Stored records:
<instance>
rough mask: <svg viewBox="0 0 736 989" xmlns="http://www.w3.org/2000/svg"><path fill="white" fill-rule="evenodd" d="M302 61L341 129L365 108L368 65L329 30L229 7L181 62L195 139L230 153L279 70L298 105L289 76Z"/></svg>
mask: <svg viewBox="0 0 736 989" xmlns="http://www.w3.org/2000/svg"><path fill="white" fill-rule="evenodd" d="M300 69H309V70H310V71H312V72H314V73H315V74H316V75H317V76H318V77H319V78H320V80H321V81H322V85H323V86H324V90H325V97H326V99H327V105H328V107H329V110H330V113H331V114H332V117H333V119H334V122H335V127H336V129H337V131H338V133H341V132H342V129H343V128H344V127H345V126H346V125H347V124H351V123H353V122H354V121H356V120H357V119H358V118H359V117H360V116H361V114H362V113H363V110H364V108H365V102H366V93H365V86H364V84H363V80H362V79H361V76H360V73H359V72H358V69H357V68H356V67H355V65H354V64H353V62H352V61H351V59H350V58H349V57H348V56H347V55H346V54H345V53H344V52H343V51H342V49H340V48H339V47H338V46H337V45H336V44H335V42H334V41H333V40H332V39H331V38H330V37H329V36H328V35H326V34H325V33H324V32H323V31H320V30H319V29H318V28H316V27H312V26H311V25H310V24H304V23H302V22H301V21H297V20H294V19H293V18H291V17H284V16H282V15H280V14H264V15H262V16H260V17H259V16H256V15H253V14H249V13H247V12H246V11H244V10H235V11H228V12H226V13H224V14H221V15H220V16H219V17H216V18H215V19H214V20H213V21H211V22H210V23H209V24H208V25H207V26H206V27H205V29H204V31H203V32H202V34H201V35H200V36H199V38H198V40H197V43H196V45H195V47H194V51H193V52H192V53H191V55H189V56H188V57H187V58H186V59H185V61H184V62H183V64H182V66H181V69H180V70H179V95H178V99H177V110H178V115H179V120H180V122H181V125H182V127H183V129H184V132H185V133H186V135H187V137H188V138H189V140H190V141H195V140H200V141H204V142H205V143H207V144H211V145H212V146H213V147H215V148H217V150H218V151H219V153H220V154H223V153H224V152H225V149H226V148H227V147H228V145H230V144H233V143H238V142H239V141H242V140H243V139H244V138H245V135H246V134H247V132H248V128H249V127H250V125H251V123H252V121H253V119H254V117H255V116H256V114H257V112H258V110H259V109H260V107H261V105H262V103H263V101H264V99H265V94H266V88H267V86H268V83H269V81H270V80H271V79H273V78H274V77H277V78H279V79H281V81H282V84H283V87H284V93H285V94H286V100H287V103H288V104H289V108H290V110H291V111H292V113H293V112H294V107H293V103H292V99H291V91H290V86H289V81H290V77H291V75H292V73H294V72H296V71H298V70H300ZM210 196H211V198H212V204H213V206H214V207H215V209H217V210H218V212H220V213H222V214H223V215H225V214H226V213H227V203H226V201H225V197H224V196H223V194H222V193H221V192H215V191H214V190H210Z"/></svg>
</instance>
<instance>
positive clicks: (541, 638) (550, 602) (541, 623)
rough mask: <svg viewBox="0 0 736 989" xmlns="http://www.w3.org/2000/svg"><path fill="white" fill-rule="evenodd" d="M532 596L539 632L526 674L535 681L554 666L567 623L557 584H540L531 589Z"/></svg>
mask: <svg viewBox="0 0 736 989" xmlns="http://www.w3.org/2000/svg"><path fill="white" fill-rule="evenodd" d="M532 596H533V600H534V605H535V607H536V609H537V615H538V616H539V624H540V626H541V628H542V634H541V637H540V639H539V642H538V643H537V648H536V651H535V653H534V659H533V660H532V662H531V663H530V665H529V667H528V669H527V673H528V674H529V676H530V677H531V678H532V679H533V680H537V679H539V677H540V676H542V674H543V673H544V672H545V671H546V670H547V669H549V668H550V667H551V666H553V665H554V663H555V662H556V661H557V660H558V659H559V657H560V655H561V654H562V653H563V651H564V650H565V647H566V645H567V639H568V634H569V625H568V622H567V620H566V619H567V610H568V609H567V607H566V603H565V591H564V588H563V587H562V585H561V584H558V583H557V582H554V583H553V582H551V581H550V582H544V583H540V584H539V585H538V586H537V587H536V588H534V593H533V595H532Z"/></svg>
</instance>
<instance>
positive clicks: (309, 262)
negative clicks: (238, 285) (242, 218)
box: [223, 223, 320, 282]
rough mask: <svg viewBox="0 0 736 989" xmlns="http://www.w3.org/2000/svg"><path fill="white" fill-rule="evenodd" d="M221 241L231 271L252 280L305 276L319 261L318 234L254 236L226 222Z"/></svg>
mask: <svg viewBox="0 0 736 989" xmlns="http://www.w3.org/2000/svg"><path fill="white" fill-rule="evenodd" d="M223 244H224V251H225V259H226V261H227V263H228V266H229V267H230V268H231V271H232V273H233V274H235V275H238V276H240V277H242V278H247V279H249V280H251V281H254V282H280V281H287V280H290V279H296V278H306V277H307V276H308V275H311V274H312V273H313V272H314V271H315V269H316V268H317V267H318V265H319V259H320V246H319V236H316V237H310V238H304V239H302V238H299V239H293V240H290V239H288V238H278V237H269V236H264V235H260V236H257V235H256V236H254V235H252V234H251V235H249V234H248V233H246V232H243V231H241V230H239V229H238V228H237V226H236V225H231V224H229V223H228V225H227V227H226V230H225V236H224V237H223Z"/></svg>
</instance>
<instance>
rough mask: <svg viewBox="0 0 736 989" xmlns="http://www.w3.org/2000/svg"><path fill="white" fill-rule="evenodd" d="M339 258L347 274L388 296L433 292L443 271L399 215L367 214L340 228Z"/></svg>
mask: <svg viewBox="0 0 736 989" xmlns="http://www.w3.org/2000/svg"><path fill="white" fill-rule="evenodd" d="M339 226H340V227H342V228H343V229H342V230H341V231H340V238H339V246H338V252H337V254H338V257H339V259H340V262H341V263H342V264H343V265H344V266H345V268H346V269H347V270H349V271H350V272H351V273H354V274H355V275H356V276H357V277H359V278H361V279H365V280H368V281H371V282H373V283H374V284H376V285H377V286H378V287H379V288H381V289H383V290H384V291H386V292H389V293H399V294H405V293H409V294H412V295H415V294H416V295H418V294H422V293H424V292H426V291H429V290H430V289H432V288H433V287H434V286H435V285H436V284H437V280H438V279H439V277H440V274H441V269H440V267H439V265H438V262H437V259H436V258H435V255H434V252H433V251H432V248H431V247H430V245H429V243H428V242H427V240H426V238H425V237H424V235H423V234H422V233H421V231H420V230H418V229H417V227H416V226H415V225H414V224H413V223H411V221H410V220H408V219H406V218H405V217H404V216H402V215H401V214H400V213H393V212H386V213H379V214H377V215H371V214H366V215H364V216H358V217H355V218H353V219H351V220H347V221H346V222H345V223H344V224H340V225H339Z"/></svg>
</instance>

● **Problem details**: Find how many of the lines above have the word "clicks" in them. State only that number.

● **Output**: 3